▸ **REQUIREMENTS**
Copy every line of the entries below verbatim, leaving out the pictures.

+-------+

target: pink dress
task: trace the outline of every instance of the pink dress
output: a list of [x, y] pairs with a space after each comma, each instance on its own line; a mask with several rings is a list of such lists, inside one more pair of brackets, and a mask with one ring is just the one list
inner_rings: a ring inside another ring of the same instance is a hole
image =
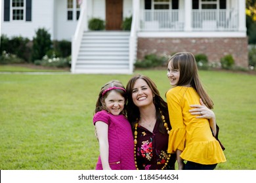
[[[108, 162], [112, 170], [135, 170], [134, 142], [131, 125], [121, 114], [112, 115], [106, 110], [98, 112], [93, 116], [93, 124], [98, 121], [108, 125]], [[96, 170], [102, 170], [100, 156], [96, 165]]]

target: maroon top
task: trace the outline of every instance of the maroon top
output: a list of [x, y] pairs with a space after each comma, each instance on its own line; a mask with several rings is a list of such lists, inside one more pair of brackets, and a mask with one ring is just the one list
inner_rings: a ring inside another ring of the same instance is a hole
[[[166, 163], [169, 135], [158, 131], [156, 122], [153, 133], [139, 125], [137, 127], [137, 162], [139, 169], [161, 169]], [[165, 169], [175, 169], [176, 154], [172, 154]]]

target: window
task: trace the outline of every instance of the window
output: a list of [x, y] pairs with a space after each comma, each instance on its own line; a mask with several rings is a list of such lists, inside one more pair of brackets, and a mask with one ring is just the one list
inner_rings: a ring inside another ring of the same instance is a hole
[[32, 0], [5, 0], [4, 21], [32, 21]]
[[12, 1], [12, 20], [23, 20], [24, 19], [24, 2], [23, 0]]
[[218, 8], [218, 0], [202, 0], [202, 9], [217, 9]]
[[68, 20], [77, 20], [80, 15], [80, 8], [78, 1], [67, 0]]
[[170, 1], [169, 0], [154, 0], [153, 7], [155, 10], [169, 10]]

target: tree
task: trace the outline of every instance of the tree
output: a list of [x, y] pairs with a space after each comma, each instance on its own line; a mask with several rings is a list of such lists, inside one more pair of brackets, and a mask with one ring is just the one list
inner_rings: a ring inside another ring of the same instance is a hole
[[246, 0], [246, 27], [249, 44], [256, 44], [256, 0]]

+-------+

▸ **REPLY TO THE EXERCISE**
target: pink dress
task: trace the outline of every instance of the pink dress
output: a list of [x, y] pairs with a space after each comma, each instance on its own line; a mask with several rings is a list of such lists, inside one more pair of brackets, and a mask with one ring is just the one list
inner_rings: a ring inside another ring of the same instance is a hole
image =
[[[108, 162], [112, 170], [135, 170], [134, 142], [131, 125], [121, 114], [112, 115], [106, 110], [98, 112], [93, 116], [93, 124], [98, 121], [108, 125]], [[96, 170], [102, 170], [100, 156], [96, 165]]]

target: maroon top
task: trace the outline of every instance of the maroon top
output: a list of [x, y] pairs with a space after each comma, each instance on its own line; a mask with several rings is a list of such lists, inside one more pair of brackets, and a mask with one ring is just the one list
inner_rings: a ring inside another ring of the same instance is a hole
[[[166, 163], [169, 135], [158, 131], [156, 122], [153, 133], [139, 125], [137, 127], [137, 162], [139, 169], [161, 169]], [[165, 169], [175, 169], [176, 154], [172, 154]]]

target: window
task: trace the outline of every instance of the window
output: a list of [x, y] pairs with a space after each comma, each instance on its own line; a mask with several rings is a list of such lists, inside one more pair of brackets, and a mask with one ring is just the one list
inner_rings: a ring inside another ring of the same instance is a hole
[[32, 0], [5, 0], [4, 21], [32, 21]]
[[12, 1], [12, 20], [23, 20], [24, 19], [24, 2], [23, 0]]
[[218, 8], [218, 0], [202, 0], [202, 9], [217, 9]]
[[68, 20], [77, 20], [80, 15], [80, 8], [78, 1], [67, 0]]
[[170, 1], [169, 0], [154, 0], [153, 7], [155, 10], [169, 10]]

target: tree
task: trace the outline of every instance of the tree
output: a list of [x, y] pairs with a space after each comma, each instance on its own line; a mask with several rings is a list of such lists, inside one more pair of brackets, and a mask with one ring is just the one list
inner_rings: a ring inside another ring of the same instance is a hole
[[246, 0], [246, 27], [249, 44], [256, 44], [256, 0]]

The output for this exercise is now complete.